LO QUE SE PIDE:
Según el texto de lectura, ¿qué tiempo marcó el cronómetro cuando el primer tirador bajó la pistola y preguntó "¿Cuánto?"?

++++ TEXTO DE LECTURA

"LA CONEXIÓN BOGOTÁ"

Tiros, dólares y polis: Colombianos sueltos en Buenos Aires

Mucho se habla de la 'frontera porosa' de la Argentina democrática: terrible en días de Carlos Menem, puerta de ingreso a los 2 megaatentados terroristas y origen de un negocio informático que terminó en escándalo; delirante en el bochorno K que, con la excusa de la pseudo 'amistad latinoamericana' redujo controles al contrabanco y el narcotráfico. Sin embargo, más grave aún es la destrucción del sistema judicial (con normas laxas que sorprenden a los propios extranjeros que ingresan para delinquir) y policial (pérdida de profesionalismo, ausencia de inteligencia criminal y tolerancia con la corrupción). Al respecto, más que recomendable la lectura de "La Conexión Bogotá - Crónicas de la red mundial de ladrones colombianos que se instaló en la Argentina" (Ediciones del Empedrado), que escribió Nahuel Gallotta. Aquí un fragmento del arranque de la investigación:

por NAHUEL GALLOTTA

Pum, pum, pum, pum, pum, pum, pum, pum, pum, pum, pum, pum, pum.

El man bajó la pistola 9 milímetros, se dio vuelta y preguntó:

-¿Cuánto?

-Siete segundos, nueve décimas -respondió el que se encargaba de tomar el tiempo, sin sacar sus ojos del cronómetro del iPhone.

Entregó el arma y aclaró, mientras bebía un sorbo de whisky sin hielo, que si lo hubieran dejado disparar con las 2 manos, seguro tardaba menos, y se sentó junto al resto. El próximo ya estaba preparado para escuchar la orden y gatillar.

Pum, pum, pum, pum, pum, pum, pum, pum, pum, pum.

La pileta comenzaba a llenarse de vainas.

Era un viernes por la noche de 2009 en un hotel del centro de Buenos Aires. En el salón de usos múltiples, algunos de los 50 colombianos que vivían en el lugar competían por ver quién vaciaba el cargador de una pistola 9 milímetros en el menor tiempo posible. El que perdía, más tarde, debería pagar las putas.

++++++++
++++ DATOS PROPORCIONADOS

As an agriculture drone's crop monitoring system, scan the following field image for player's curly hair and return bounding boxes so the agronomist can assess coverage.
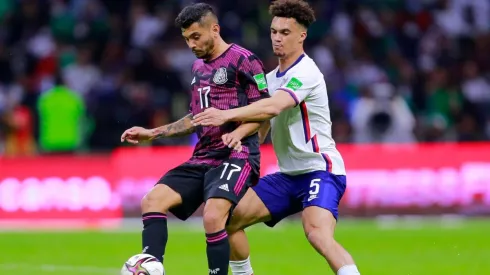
[269,0,316,28]
[175,3,216,29]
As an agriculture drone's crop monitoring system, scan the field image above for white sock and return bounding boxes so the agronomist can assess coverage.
[336,264,361,275]
[230,257,254,275]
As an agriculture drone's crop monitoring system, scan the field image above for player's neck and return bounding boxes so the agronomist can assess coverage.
[207,39,231,61]
[279,49,305,72]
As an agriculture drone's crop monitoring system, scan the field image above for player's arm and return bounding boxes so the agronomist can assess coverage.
[193,76,314,126]
[121,114,196,144]
[232,122,261,140]
[259,120,271,144]
[151,114,196,140]
[225,89,297,121]
[224,76,319,121]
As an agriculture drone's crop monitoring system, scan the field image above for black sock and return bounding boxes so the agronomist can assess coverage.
[206,229,230,275]
[142,212,168,262]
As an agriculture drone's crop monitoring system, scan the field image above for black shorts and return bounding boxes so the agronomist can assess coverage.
[157,159,259,220]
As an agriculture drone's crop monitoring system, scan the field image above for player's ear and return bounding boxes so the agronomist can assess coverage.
[298,32,308,43]
[211,24,220,38]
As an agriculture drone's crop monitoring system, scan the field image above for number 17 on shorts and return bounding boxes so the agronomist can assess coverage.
[204,159,258,204]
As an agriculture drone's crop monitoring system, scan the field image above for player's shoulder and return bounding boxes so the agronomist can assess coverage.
[291,54,323,78]
[230,44,255,58]
[192,59,204,71]
[265,66,279,82]
[229,44,262,64]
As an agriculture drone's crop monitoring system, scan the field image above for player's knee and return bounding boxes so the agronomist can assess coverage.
[203,200,231,232]
[141,184,181,213]
[226,204,249,234]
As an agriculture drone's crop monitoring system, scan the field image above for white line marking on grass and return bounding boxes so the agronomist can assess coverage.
[0,263,120,274]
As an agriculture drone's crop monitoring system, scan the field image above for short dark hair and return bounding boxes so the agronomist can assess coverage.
[175,3,216,29]
[269,0,316,28]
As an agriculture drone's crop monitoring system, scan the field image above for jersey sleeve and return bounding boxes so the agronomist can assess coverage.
[239,55,270,103]
[278,74,320,105]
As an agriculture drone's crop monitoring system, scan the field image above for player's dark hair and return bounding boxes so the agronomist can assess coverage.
[175,3,216,29]
[269,0,316,28]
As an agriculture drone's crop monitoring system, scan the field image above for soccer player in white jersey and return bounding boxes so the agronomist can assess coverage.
[193,0,360,275]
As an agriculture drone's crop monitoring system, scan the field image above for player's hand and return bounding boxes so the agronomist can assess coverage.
[192,107,228,126]
[221,133,243,153]
[121,126,152,144]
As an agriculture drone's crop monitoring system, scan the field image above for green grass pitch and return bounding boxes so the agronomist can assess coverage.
[0,219,490,275]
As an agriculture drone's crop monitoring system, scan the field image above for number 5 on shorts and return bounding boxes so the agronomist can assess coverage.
[219,162,242,180]
[310,179,320,196]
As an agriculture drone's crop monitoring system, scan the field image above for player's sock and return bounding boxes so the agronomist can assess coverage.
[230,257,254,275]
[142,212,168,262]
[337,264,361,275]
[206,229,230,275]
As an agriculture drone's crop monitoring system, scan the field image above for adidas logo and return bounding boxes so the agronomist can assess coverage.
[218,183,230,192]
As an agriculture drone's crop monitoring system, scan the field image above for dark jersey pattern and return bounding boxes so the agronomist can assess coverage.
[188,44,269,169]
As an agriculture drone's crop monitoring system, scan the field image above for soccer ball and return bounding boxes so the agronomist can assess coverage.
[121,254,165,275]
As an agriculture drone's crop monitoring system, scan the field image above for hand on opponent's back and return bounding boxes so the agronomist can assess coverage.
[221,132,243,153]
[192,107,229,126]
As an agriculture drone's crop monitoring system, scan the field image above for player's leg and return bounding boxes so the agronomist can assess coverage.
[227,173,302,275]
[203,159,255,275]
[302,172,360,275]
[226,190,271,275]
[141,164,204,262]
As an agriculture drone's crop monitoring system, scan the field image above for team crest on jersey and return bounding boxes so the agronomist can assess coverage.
[213,67,228,85]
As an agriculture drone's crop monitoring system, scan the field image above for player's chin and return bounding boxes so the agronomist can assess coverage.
[274,51,286,58]
[193,51,206,59]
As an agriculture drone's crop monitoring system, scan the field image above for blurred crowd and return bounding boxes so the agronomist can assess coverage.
[0,0,490,156]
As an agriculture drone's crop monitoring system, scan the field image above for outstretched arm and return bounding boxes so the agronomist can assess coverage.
[259,120,271,144]
[151,114,196,140]
[225,90,296,121]
[192,90,298,126]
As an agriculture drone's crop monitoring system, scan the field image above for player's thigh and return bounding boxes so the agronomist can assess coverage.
[153,163,208,220]
[302,171,346,234]
[204,159,258,211]
[301,206,337,238]
[249,173,303,230]
[226,188,271,233]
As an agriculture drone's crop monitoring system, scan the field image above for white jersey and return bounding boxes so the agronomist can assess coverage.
[267,54,346,175]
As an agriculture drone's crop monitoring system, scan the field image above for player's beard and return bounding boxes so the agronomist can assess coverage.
[194,38,214,60]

++++++++

RESULTADO:
Siete segundos y nueve décimas.